Referring expression data:
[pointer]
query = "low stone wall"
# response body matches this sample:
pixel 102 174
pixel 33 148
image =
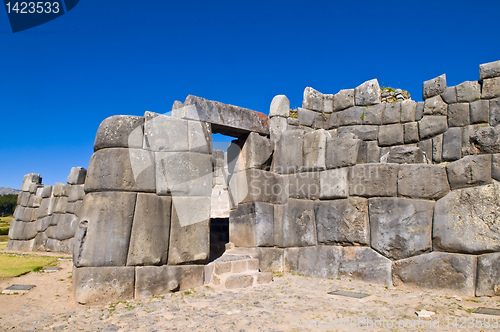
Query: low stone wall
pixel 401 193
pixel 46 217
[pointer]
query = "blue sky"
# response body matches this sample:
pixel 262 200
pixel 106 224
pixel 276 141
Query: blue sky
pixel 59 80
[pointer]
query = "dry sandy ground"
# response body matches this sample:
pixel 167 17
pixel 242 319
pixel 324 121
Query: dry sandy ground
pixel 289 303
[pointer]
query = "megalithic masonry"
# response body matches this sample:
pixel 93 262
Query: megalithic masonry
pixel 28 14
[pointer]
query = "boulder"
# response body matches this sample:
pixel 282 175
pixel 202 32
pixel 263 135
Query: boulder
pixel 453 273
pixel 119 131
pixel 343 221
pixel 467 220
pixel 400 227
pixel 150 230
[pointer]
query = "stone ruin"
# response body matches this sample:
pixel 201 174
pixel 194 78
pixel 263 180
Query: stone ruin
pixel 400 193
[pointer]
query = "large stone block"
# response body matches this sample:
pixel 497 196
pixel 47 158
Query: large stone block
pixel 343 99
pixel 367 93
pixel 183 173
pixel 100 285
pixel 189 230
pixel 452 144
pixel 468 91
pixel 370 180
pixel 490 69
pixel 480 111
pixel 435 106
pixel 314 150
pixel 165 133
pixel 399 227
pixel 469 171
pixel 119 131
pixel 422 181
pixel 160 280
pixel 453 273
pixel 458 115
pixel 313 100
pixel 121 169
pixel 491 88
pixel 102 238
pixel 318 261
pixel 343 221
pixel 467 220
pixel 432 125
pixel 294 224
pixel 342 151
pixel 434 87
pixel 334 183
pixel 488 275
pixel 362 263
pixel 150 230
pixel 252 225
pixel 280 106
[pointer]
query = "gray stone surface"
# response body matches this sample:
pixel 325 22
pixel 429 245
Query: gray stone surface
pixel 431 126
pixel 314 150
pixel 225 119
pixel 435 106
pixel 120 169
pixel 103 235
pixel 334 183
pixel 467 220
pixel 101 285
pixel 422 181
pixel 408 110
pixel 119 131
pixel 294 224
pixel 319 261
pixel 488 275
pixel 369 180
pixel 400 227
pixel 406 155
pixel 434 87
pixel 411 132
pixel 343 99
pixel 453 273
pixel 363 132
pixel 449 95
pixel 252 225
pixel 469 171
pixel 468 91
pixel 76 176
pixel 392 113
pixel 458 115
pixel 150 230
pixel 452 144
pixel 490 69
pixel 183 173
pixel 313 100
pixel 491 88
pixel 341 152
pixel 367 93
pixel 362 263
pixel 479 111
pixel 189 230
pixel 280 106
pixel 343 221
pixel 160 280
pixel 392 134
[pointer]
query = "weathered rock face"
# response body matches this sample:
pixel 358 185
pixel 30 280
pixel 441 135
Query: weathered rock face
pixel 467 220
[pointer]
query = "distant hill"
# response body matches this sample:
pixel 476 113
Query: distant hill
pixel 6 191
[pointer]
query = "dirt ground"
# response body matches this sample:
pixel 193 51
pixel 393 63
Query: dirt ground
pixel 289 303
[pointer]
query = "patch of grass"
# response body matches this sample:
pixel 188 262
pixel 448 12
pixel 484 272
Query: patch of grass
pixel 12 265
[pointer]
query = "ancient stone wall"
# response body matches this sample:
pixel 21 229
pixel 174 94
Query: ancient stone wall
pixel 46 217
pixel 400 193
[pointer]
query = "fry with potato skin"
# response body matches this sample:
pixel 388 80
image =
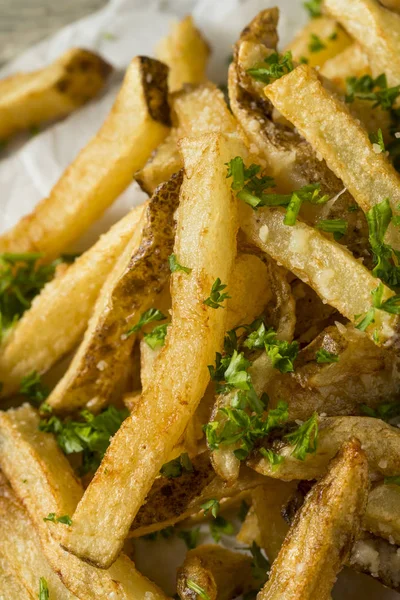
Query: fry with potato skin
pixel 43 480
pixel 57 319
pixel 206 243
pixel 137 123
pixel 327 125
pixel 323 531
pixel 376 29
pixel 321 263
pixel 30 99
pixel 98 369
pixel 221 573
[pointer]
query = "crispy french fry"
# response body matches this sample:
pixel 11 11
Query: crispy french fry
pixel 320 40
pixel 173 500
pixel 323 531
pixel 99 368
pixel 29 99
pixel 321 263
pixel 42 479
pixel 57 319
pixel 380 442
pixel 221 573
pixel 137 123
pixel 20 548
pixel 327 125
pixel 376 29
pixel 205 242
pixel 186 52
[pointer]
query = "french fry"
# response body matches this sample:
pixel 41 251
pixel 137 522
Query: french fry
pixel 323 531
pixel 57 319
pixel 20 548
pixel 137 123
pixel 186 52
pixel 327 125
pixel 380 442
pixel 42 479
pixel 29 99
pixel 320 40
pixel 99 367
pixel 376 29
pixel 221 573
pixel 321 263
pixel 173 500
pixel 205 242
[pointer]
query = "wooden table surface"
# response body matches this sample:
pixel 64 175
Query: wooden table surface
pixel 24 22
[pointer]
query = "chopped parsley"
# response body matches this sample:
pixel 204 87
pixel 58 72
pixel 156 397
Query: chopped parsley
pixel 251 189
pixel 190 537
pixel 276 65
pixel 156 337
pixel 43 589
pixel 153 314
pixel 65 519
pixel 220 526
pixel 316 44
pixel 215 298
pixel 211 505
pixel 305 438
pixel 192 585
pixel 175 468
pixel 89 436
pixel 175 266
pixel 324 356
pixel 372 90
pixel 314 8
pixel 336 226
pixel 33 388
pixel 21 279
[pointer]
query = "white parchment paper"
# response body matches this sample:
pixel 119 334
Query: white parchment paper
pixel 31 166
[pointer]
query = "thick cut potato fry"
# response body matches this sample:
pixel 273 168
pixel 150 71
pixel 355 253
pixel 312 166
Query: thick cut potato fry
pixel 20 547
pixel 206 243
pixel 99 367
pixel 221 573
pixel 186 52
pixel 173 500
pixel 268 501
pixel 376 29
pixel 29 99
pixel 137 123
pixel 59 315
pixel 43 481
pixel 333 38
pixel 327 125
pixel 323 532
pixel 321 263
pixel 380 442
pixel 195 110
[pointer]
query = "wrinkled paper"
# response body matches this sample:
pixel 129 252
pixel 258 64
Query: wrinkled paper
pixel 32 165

> _What the task asks_: Could you return exactly the lines above from the line with "pixel 194 78" to the line with "pixel 429 245", both included, and nothing else?

> _Problem solution_:
pixel 194 78
pixel 263 180
Query: stone ruin
pixel 400 193
[pointer]
query = "large stone block"
# response body matches this sample:
pixel 497 196
pixel 47 158
Query: large stone block
pixel 343 99
pixel 367 93
pixel 183 173
pixel 100 285
pixel 189 230
pixel 452 144
pixel 468 91
pixel 370 180
pixel 490 69
pixel 480 111
pixel 435 106
pixel 314 150
pixel 165 133
pixel 399 227
pixel 469 171
pixel 119 131
pixel 422 181
pixel 160 280
pixel 453 273
pixel 458 115
pixel 313 100
pixel 121 169
pixel 491 88
pixel 102 238
pixel 318 261
pixel 343 221
pixel 467 220
pixel 432 125
pixel 294 224
pixel 342 151
pixel 434 87
pixel 334 183
pixel 488 275
pixel 362 263
pixel 150 230
pixel 252 225
pixel 280 106
[pointer]
query = "gray stone surface"
# response body matches this sample:
pixel 325 22
pixel 429 245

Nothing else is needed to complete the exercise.